RECORDS PROVIDED START
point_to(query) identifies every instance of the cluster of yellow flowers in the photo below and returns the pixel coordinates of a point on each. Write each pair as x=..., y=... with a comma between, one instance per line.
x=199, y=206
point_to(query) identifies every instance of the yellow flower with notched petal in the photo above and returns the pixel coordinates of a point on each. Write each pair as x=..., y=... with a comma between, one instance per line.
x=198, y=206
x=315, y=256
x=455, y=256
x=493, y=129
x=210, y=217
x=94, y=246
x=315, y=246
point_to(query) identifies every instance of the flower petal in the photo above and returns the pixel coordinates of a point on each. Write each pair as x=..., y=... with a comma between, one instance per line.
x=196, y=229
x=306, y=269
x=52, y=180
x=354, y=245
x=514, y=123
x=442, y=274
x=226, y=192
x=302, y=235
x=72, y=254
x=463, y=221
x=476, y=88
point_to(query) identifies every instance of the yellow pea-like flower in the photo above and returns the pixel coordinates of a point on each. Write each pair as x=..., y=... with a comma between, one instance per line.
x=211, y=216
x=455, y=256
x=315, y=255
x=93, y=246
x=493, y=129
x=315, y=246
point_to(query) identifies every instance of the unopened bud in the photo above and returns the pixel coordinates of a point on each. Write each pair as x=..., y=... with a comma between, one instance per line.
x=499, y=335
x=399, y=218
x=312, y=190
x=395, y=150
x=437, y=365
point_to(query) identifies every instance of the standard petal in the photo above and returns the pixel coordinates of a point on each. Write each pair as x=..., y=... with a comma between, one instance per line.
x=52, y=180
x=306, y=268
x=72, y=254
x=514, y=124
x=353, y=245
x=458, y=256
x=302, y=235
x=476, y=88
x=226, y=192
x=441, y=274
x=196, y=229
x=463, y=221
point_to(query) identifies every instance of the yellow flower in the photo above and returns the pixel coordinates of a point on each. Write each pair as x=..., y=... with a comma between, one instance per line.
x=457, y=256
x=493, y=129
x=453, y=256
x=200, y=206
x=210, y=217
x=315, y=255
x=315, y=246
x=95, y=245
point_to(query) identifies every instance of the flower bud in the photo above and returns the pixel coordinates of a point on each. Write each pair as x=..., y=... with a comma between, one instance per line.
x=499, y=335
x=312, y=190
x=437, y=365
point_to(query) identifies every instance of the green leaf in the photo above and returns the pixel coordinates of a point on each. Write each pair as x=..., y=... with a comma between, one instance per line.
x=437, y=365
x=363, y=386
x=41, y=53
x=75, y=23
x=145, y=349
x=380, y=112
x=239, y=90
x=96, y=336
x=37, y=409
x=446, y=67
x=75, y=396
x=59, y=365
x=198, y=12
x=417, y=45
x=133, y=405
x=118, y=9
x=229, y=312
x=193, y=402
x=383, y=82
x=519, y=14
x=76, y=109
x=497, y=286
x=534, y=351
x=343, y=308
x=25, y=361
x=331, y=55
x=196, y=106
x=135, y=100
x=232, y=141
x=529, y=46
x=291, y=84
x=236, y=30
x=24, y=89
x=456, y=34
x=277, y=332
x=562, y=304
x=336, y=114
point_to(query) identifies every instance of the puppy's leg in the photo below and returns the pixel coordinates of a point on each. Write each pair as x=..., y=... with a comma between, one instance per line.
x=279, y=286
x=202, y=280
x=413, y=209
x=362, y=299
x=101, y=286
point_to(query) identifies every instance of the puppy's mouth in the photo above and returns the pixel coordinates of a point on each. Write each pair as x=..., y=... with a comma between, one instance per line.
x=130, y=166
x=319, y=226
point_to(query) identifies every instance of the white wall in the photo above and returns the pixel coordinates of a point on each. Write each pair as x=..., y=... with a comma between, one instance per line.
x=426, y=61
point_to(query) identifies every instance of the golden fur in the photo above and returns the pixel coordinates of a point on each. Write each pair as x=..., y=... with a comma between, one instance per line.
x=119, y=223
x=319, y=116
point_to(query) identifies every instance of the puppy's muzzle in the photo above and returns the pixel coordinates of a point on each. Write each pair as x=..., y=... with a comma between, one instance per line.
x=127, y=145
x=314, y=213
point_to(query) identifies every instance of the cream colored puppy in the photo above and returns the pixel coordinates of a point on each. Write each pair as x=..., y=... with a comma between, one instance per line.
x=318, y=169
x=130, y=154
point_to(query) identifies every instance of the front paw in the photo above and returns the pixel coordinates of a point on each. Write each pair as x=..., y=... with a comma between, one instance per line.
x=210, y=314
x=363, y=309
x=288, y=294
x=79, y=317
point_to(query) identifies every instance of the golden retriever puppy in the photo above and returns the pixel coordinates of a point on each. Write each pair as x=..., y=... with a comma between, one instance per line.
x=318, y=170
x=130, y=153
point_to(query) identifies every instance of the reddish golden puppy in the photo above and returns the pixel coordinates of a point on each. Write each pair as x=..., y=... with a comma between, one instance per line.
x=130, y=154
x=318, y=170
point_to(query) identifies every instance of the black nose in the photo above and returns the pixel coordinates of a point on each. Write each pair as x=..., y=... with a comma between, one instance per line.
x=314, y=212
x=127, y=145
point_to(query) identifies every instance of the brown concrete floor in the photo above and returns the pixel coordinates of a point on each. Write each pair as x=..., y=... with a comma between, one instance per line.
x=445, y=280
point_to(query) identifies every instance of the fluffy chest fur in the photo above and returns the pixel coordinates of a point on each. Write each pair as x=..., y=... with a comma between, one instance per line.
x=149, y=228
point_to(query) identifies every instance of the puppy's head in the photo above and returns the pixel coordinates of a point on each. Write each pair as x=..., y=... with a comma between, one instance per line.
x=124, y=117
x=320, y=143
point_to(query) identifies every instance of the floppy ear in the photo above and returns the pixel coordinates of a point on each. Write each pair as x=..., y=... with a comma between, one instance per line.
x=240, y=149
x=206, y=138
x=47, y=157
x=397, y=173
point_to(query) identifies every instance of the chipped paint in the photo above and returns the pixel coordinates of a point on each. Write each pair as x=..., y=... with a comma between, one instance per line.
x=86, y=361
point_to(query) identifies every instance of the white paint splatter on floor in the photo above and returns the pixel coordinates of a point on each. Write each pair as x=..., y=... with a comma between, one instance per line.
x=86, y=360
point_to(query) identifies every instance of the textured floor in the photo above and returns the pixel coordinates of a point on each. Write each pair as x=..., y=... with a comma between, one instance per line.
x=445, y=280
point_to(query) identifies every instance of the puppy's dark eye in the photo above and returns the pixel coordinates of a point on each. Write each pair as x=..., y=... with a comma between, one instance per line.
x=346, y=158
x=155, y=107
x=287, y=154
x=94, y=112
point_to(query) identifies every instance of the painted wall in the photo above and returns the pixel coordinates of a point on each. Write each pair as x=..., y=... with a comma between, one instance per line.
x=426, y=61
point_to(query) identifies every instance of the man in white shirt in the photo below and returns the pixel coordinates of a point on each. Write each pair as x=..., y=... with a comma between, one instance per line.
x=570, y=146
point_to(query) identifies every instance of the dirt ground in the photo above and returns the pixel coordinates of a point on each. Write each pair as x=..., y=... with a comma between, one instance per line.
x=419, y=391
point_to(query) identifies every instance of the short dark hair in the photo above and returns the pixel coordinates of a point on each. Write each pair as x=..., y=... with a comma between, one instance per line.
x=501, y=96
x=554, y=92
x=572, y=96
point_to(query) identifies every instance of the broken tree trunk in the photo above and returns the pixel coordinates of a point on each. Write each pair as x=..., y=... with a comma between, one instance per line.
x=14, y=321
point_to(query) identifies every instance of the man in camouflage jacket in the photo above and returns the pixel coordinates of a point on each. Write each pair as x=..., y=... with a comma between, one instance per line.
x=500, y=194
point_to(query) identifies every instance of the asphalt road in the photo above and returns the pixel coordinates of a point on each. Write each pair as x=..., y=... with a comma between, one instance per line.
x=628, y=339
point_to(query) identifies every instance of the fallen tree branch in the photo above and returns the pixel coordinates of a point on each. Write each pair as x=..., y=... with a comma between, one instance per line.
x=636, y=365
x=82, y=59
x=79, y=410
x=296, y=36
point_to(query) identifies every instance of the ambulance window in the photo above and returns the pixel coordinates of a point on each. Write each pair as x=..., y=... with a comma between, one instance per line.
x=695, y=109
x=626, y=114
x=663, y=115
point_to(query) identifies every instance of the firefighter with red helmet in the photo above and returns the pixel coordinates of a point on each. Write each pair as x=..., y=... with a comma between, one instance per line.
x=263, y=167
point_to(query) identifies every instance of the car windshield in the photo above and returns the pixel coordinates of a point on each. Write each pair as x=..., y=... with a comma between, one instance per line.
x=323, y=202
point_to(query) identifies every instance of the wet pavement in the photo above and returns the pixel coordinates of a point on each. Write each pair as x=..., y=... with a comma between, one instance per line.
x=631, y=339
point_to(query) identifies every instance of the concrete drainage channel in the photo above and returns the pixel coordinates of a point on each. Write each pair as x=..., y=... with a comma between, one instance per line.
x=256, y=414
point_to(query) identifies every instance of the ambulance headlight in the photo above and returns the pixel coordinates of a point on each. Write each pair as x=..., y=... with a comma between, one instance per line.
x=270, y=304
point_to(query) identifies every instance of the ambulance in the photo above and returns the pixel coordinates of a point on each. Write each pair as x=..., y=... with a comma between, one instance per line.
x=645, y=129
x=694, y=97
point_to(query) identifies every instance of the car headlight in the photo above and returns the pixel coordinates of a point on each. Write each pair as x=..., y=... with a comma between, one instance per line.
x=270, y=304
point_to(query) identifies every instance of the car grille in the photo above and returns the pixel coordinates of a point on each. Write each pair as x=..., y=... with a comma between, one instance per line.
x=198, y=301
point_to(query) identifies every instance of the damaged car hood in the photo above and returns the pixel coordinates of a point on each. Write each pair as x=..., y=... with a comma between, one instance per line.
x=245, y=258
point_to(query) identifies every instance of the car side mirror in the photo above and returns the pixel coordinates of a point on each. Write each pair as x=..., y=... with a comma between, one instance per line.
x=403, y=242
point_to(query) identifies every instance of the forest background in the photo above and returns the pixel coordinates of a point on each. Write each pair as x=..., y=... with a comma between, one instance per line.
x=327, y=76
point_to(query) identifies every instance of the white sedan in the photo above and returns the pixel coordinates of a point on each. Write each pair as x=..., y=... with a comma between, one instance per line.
RECORDS PROVIDED END
▶ DESCRIPTION OF THE TASK
Print the line that contains "point_to(query) identifies every instance of the car side", then every later line of the entries above up to and including the last, all exactly as written.

▶ TASK SOLUTION
point_to(query) identifies every instance of the car side mirror in the photo above and returns the pixel coordinates of a point on each. Write each pair as x=..., y=... with a comma between, one instance per line.
x=403, y=242
point_to(query) identifies every instance of the forest background in the photo above and returns the pixel coordinates of a point on each. Write each pair as x=..., y=... with a comma between, one instance per line.
x=327, y=76
point_to(query) identifies every instance of the white sedan in the photo above and returns the pixel coordinates of a point on each. Write each pair as x=..., y=... with a comma between, one instance per line.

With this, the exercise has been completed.